- **Extrait du document**:

────────────────────

CA Paris, Pôle 1 ch. 5, 18 octobre 2011, n° 11/14286

PARIS

Ordonnance

Infirmation

PARTIES

Demandeur :

Mambo Commodités (SAS)

Défendeur :

Société Compagnie Malienne Pour Le Développement Des Textiles (SAEM), Bamako - Mali

COMPOSITION DE LA JURIDICTION

Président :

Mme Guyot

CA Paris n° 11/14286

17 octobre 2011

Exposé des faits

Vu la sentence arbitrale rendue le 30 juin 2011 par le Tribunal Arbitral du Havre statuant en amiable composition, qui a :

- condamné la société SAS MAMBO COMMODITIES (MAMBO) à payer à la COMPAGNIE MALIENNE POUR LE DÉVELOPPEMENT DES TEXTILES (CMDT) la somme de 1.952.000 € avec intérêts au taux légal français à compter de la sentence,

- débouté les parties de leurs plus amples demandes,

- laissé à chacune d'elles la charge des frais exposés pour sa défense ainsi que les frais d'exécution,

- dit que les frais et honoraires d'arbitrage liquidés à la somme de 86.250 € seront supportés par moitié par chacune des parties.

Vu le recours en annulation de cette sentence devant la cour d'appel de Paris, déposé le 28 juillet 2011 par MAMBO.

────────────────────

- **Informations affichées**:
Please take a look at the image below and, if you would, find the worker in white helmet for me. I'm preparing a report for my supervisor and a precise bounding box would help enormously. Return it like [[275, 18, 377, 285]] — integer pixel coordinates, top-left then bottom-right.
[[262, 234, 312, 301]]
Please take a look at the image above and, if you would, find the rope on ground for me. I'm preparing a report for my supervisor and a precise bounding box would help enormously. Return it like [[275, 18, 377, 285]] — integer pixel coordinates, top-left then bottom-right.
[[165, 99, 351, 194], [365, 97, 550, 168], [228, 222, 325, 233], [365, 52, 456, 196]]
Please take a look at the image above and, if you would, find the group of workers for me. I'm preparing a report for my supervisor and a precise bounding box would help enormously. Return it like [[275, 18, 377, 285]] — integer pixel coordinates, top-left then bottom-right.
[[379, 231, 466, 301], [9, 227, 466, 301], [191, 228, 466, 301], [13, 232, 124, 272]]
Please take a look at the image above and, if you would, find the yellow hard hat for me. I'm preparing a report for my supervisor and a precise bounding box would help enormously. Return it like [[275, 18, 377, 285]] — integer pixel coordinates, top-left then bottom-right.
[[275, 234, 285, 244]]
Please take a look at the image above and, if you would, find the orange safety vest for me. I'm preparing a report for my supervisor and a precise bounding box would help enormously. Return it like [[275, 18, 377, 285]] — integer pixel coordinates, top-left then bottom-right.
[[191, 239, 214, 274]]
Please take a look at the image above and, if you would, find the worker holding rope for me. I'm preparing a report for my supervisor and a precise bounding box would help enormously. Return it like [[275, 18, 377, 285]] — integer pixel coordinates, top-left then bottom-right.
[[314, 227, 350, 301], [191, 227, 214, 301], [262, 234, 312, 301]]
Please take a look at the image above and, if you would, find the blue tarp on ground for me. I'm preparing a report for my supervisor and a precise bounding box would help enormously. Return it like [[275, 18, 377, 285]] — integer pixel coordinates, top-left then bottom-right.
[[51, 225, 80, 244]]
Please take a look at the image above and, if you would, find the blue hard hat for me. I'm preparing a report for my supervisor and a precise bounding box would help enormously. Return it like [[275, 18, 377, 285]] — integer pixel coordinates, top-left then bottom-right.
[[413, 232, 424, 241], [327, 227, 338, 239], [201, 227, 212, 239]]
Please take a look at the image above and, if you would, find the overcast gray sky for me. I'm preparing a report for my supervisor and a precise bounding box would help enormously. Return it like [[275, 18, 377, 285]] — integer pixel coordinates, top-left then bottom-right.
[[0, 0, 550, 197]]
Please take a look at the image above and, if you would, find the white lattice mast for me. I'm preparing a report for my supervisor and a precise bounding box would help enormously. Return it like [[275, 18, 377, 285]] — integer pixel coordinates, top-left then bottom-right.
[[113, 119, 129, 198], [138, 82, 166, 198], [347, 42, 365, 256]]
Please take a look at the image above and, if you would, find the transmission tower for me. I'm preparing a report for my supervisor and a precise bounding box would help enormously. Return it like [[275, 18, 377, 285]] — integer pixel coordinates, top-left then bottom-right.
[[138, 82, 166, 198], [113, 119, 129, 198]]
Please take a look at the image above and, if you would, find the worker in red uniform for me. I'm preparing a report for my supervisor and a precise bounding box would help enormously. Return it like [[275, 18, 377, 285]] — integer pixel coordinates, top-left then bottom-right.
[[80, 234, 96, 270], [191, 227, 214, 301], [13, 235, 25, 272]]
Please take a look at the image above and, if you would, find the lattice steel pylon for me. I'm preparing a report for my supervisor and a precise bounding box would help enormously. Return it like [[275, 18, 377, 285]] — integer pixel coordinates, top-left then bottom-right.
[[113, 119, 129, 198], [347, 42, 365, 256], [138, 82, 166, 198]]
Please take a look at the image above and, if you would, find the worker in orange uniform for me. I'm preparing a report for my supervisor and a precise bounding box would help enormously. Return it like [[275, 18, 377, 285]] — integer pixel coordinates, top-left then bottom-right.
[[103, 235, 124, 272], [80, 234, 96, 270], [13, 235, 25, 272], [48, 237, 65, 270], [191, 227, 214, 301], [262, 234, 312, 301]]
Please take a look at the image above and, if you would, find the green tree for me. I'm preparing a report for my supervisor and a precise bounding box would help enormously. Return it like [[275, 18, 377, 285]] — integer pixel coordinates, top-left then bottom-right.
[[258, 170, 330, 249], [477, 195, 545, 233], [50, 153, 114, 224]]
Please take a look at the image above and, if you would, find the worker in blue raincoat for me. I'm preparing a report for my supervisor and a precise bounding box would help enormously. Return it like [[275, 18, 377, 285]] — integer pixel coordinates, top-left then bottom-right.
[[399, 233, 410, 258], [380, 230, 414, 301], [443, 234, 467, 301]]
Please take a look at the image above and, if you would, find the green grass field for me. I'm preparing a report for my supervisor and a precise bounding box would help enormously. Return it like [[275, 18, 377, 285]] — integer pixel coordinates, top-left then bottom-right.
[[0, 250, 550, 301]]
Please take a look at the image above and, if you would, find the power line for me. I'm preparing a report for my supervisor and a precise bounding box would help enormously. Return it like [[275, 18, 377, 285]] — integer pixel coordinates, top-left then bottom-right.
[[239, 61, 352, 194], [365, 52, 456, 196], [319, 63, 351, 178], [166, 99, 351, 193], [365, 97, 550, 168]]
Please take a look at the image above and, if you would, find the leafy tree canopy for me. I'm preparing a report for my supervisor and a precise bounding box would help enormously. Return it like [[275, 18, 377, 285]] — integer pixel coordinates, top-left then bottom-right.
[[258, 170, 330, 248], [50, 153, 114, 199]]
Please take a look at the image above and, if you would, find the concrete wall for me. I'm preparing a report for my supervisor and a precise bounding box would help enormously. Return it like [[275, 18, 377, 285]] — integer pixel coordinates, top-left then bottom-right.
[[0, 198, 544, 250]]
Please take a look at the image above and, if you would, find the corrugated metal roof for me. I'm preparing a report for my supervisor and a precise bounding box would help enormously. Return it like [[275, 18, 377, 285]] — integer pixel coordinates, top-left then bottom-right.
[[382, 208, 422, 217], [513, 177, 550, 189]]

────────────────────

- **Tâches à réaliser**:
1 > Recopiez à l'identique le passage de l'extrait de l'ordonnance qui débute aux mots "Vu la sentence" et s'arrête après "2011 par MAMBO.".
2 > Relevez toutes les dates complètes (jour, mois et année) mentionnées dans l'extrait de l'ordonnance.
Les lignes constituent un matériau distinct de l'extrait de l'ordonnance.

- **Réponses complètes**:
1 >
Vu la sentence arbitrale rendue le 30 juin 2011 par le Tribunal Arbitral du Havre statuant en amiable composition, qui a :

- condamné la société SAS MAMBO COMMODITIES (MAMBO) à payer à la COMPAGNIE MALIENNE POUR LE DÉVELOPPEMENT DES TEXTILES (CMDT) la somme de 1.952.000 € avec intérêts au taux légal français à compter de la sentence,

- débouté les parties de leurs plus amples demandes,

- laissé à chacune d'elles la charge des frais exposés pour sa défense ainsi que les frais d'exécution,

- dit que les frais et honoraires d'arbitrage liquidés à la somme de 86.250 € seront supportés par moitié par chacune des parties.

Vu le recours en annulation de cette sentence devant la cour d'appel de Paris, déposé le 28 juillet 2011 par MAMBO.

2 >
- 18 octobre 2011
- 17 octobre 2011
- 30 juin 2011
- 28 juillet 2011